BEGIN Records provided
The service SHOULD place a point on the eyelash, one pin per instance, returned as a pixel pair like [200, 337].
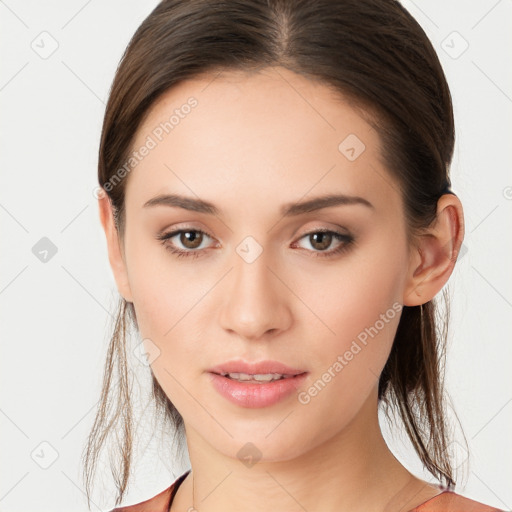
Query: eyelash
[347, 239]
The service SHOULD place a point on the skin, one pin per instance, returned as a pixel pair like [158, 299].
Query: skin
[253, 143]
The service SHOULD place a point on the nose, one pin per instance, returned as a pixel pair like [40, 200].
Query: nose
[256, 300]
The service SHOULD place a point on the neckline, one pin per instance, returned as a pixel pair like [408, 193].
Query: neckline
[175, 486]
[180, 480]
[418, 507]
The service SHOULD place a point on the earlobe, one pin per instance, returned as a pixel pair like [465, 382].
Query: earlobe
[115, 256]
[433, 258]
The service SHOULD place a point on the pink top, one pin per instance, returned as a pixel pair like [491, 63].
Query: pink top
[446, 501]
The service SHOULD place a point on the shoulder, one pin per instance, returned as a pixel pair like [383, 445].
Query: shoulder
[449, 501]
[159, 503]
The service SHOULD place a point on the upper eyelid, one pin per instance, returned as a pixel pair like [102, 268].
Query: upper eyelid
[173, 232]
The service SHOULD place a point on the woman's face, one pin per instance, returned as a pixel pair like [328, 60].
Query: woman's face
[256, 283]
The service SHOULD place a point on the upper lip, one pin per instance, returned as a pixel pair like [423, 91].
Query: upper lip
[260, 367]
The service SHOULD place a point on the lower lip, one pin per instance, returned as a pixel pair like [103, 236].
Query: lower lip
[255, 395]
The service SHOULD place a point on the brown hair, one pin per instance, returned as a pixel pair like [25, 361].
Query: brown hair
[375, 55]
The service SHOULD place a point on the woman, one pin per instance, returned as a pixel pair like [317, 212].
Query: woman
[277, 207]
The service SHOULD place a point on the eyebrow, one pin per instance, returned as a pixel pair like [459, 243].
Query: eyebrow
[287, 210]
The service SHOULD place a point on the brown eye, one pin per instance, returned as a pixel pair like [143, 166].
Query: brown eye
[320, 240]
[191, 239]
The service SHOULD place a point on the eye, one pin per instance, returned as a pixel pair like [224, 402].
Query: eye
[321, 239]
[191, 240]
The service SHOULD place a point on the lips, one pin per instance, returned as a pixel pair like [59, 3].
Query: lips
[261, 367]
END Records provided
» **Requirement**
Each line from the one with "The service SHOULD place a point on the brown eye, one" through the last line of the material is to be retyped exactly, and no other line is.

» **Reply**
The service SHOULD place a point on the brown eye, one pin per instance, returned as a pixel pair like [143, 166].
Query: brown eye
[320, 240]
[191, 239]
The service SHOULD place a point on the eye, one pin per instance, returned as a pixel pair like [224, 402].
Query: eye
[321, 239]
[191, 240]
The service SHOULD place a point on the lips, one pin per instance, returned as a pixel pair like [59, 3].
Query: lips
[261, 367]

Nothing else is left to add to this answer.